Material for this exercise:

++++++++++++++++++++

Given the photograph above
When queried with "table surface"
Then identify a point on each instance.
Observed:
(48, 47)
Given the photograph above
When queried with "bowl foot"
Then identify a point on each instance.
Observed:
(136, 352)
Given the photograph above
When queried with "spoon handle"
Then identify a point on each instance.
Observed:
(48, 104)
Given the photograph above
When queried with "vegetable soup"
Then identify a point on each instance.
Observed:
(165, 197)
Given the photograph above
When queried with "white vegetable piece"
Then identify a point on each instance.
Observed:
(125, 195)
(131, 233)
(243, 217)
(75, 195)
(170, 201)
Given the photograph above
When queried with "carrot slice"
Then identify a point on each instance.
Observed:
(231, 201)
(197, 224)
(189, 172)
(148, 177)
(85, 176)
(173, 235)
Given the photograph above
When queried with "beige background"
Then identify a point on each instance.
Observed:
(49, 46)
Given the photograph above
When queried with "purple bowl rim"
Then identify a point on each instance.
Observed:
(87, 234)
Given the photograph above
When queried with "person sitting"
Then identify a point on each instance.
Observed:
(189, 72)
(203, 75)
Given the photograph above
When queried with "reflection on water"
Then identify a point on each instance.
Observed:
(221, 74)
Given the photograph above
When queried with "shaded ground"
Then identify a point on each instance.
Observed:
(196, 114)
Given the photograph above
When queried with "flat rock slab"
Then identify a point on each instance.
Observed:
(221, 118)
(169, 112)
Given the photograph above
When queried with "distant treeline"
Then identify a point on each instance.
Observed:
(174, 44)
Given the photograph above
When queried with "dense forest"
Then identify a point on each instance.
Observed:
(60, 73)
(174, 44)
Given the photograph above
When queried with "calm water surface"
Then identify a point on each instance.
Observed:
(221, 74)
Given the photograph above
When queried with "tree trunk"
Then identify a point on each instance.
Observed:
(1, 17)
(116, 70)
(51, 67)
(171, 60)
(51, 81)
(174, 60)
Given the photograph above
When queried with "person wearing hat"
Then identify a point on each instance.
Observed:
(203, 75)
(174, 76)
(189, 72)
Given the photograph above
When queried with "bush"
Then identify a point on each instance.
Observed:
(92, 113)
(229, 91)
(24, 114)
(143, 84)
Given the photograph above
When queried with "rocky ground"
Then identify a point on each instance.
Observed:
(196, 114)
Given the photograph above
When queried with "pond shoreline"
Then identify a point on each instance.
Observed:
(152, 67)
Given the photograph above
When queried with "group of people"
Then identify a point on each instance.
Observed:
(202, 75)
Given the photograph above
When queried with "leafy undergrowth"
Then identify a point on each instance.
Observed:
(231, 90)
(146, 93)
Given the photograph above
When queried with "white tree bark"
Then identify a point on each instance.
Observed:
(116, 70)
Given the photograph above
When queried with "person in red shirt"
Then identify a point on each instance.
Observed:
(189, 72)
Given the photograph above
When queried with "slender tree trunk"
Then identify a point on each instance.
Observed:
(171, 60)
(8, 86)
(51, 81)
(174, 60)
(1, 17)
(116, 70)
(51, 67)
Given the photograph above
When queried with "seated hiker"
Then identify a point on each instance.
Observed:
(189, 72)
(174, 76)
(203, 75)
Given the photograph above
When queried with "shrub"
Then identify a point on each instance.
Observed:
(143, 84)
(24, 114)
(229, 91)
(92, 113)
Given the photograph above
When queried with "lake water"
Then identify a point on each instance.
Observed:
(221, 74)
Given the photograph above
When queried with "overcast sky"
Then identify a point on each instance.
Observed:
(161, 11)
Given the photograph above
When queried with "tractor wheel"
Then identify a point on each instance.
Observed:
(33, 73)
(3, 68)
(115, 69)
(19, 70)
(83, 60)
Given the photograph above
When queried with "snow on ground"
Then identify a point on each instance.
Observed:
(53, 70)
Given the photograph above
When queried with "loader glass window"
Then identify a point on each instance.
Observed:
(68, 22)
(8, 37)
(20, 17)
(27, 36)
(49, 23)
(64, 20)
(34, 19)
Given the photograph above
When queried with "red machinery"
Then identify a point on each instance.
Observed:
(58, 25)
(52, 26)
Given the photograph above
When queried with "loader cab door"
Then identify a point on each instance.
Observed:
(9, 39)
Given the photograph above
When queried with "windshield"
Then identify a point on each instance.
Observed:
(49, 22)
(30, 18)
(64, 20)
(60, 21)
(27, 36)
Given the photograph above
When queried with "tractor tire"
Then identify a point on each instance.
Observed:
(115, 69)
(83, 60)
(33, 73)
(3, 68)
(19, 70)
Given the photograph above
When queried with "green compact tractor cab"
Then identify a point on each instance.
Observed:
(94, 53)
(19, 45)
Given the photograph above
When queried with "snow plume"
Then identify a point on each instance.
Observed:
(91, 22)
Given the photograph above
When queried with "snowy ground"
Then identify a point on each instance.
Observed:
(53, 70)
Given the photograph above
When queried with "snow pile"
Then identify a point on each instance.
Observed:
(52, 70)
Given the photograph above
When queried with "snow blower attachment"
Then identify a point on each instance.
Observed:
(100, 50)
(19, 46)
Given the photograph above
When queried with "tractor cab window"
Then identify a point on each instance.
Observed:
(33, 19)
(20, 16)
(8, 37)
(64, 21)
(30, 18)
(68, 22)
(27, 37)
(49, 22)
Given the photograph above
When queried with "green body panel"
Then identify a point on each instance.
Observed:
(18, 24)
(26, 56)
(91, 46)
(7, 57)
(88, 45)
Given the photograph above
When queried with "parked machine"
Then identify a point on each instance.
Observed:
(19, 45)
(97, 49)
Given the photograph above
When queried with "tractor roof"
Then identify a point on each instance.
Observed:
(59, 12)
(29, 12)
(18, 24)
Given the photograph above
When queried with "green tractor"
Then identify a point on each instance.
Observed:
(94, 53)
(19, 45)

++++++++++++++++++++

Your task is to give the records above again, exactly.

Given the photograph above
When queried with "table surface"
Then identify a point on each instance.
Observed:
(48, 47)
Given the photograph above
When queried with "bowl foot"
Then identify a point on each instance.
Observed:
(136, 352)
Given the photograph above
When queried with "spoon handle"
Then identify a point on each instance.
Observed:
(48, 104)
Given the photograph above
When queried with "vegetable soup"
Then identify a point on each instance.
Observed:
(165, 197)
Given the photograph above
When queried with "white vegetable piece"
Then identify a point on each instance.
Observed:
(125, 195)
(131, 233)
(243, 217)
(75, 195)
(170, 201)
Given the photograph above
When queried with "carrot slice"
Then identify a point on each instance.
Observed:
(231, 201)
(197, 224)
(189, 172)
(148, 177)
(85, 176)
(173, 235)
Given the photograph above
When queried with "beige background"
Then identify a point on each instance.
Observed:
(49, 46)
Given the photograph above
When queried with "purple bowl rim"
Then identify a point on each instance.
Observed:
(87, 234)
Given the photograph above
When queried with "person sitting"
Then identify a point on each instance.
Observed:
(189, 72)
(203, 75)
Given the photograph above
When queried with "reflection on water"
Then identify a point on each instance.
Observed:
(221, 74)
Given the photograph above
When queried with "shaded ground"
Then identify a point on each instance.
Observed:
(196, 114)
Given the photograph above
When queried with "flat rock slab"
Then identify a point on each instance.
Observed:
(221, 118)
(169, 112)
Given the photograph above
When queried with "distant treeline"
Then identify a point on each instance.
Observed:
(174, 44)
Given the photograph above
When queried with "dense forest"
Then identify a point on each instance.
Observed:
(60, 73)
(174, 44)
Given the photograph above
When queried with "calm water surface"
Then identify a point on each instance.
Observed:
(221, 74)
Given the photograph above
When queried with "tree trunk"
Then identify a point on each instance.
Observed:
(1, 17)
(116, 70)
(51, 67)
(171, 60)
(51, 81)
(174, 60)
Given the photograph above
When queried with "person wearing hat"
Then identify a point on each instance.
Observed:
(203, 75)
(174, 76)
(189, 72)
Given the photograph above
When queried with "bush"
Then identify a point on each instance.
Observed:
(92, 113)
(229, 91)
(24, 114)
(143, 84)
Given the photograph above
When queried with "rocky ground"
Then identify a point on each instance.
Observed:
(196, 114)
Given the photograph above
When queried with "pond shoreline"
Then identify a point on each instance.
Observed:
(152, 67)
Given the photograph above
When queried with "group of people"
Then identify a point on each instance.
Observed:
(202, 75)
Given the photograph above
When queried with "leafy undergrowth"
Then identify a point on each instance.
Observed:
(231, 90)
(146, 93)
Given the photograph above
When queried with "white tree bark"
Then identify a point on each instance.
Observed:
(116, 70)
Given the photograph above
When queried with "person in red shirt"
Then identify a point on each instance.
Observed:
(189, 72)
Given the photograph above
When queried with "slender tree trunk"
Then identify a point on each instance.
Observed:
(171, 60)
(8, 86)
(51, 81)
(174, 60)
(1, 17)
(116, 70)
(51, 67)
Given the photograph above
When queried with "seated hiker"
Then identify a point on each instance.
Observed:
(189, 72)
(174, 76)
(203, 75)
Given the photograph above
When queried with "shrub"
Then identify a point on each instance.
Observed:
(143, 84)
(24, 114)
(229, 91)
(92, 113)
Given the photograph above
When queried with "lake water"
Then identify a point on each instance.
Observed:
(221, 74)
Given the photograph above
When queried with "overcast sky"
Then identify a point on each instance.
Observed:
(161, 11)
Given the photograph above
When queried with "tractor wheel"
Then identify a point on each instance.
Observed:
(33, 73)
(3, 68)
(115, 69)
(19, 70)
(83, 60)
Given the photograph above
When queried with "snow on ground"
Then identify a point on each instance.
Observed:
(53, 70)
Given the photograph above
When queried with "loader glass window"
Then identify a point on each instance.
Observed:
(68, 22)
(8, 37)
(20, 17)
(27, 36)
(49, 23)
(64, 20)
(34, 19)
Given the photograph above
When queried with "red machinery"
Then identify a point on each instance.
Observed:
(58, 25)
(52, 26)
Given the photograph above
When queried with "loader cab door"
Then identify a point on each instance.
Observed:
(9, 39)
Given the photograph above
When queried with "windshield"
Then identify a point on each instance.
Observed:
(49, 22)
(30, 18)
(64, 20)
(60, 21)
(27, 36)
Given the photograph above
When queried with "tractor tire"
Then identify a point on each instance.
Observed:
(115, 69)
(83, 60)
(33, 73)
(3, 68)
(19, 70)
Given the photograph above
When queried with "green compact tractor cab"
Then identify a point on each instance.
Observed:
(94, 53)
(19, 45)
Given the photograph above
When queried with "snow plume"
Then identify a point on each instance.
Observed:
(91, 22)
Given the photograph above
When queried with "snowy ground"
Then identify a point on each instance.
Observed:
(53, 70)
Given the photograph above
When queried with "snow pile"
Then identify a point on each instance.
Observed:
(52, 70)
Given the photograph above
When queried with "snow blower attachment"
Then identify a point on each instance.
Observed:
(100, 50)
(19, 46)
Given the photograph above
When queried with "tractor cab window"
Then identify a point on each instance.
Observed:
(33, 19)
(20, 16)
(8, 37)
(64, 21)
(30, 18)
(68, 22)
(27, 37)
(49, 22)
Given the photograph above
When queried with "green body panel"
Then identify a point on each instance.
Observed:
(18, 24)
(26, 56)
(91, 46)
(7, 57)
(88, 45)
Given the photograph above
When queried with "parked machine"
Then identify a point on each instance.
Observed:
(19, 45)
(97, 49)
Given the photograph above
When queried with "tractor roof"
Then identify a point on each instance.
Observed:
(59, 12)
(29, 12)
(18, 24)
Given the photograph above
When queried with "green tractor"
Then identify a point on each instance.
Observed:
(94, 53)
(19, 45)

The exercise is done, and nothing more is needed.